======== Selected passage

35"Be dressed for action and have your lamps lit; 36be like those who are waiting for their master to return from the wedding banquet, so that they may open the door for him as soon as he comes and knocks. 37Blessed are those slaves whom the master finds alert when he comes; truly I tell you, he will fasten his belt and have them sit down to eat, and he will come and serve them. 38If he comes during the middle of the night, or near dawn, and finds them so, blessed are those slaves.

39"But know this: if the owner of the house had known at what hour the thief was coming, he would not have let his house be broken into. 40You also must be ready, for the Son of Man is coming at an unexpected hour."

================

_Tasks_
[1] Translate this sentence from the passage on readiness into Spanish: "You also must be ready, for the Son of Man is coming at an unexpected hour."
[2] In the passage on readiness, what will the master do for the slaves he finds alert when he comes?
Rely only on the passage on readiness for these answers.

======== Given material

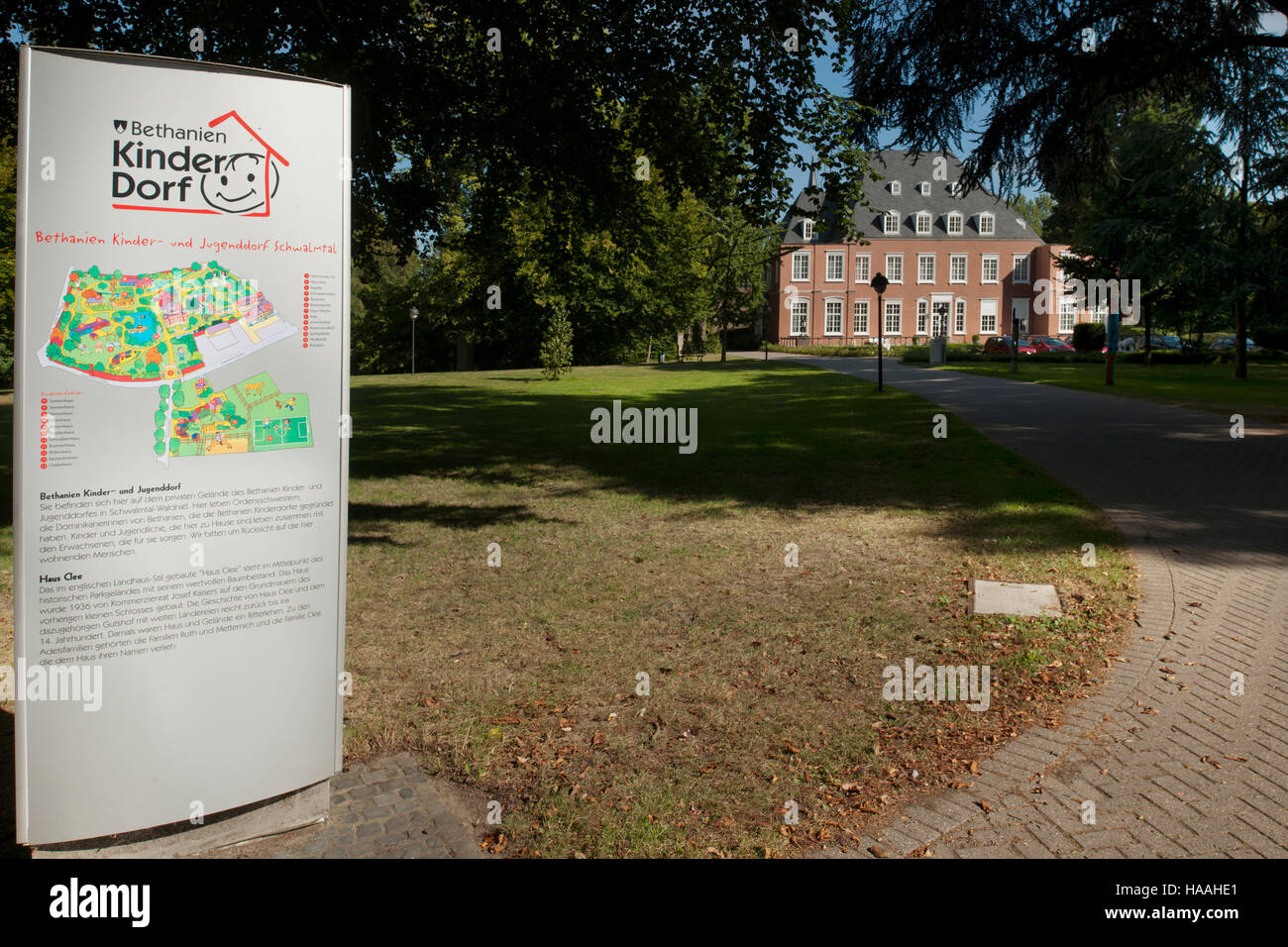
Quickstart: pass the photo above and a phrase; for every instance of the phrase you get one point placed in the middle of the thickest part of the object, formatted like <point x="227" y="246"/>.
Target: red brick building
<point x="970" y="256"/>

================

_Solutions for each task_
[1] También ustedes deben estar preparados, porque el Hijo del Hombre viene a una hora inesperada.

[2] He will fasten his belt, have them sit down to eat, and come and serve them.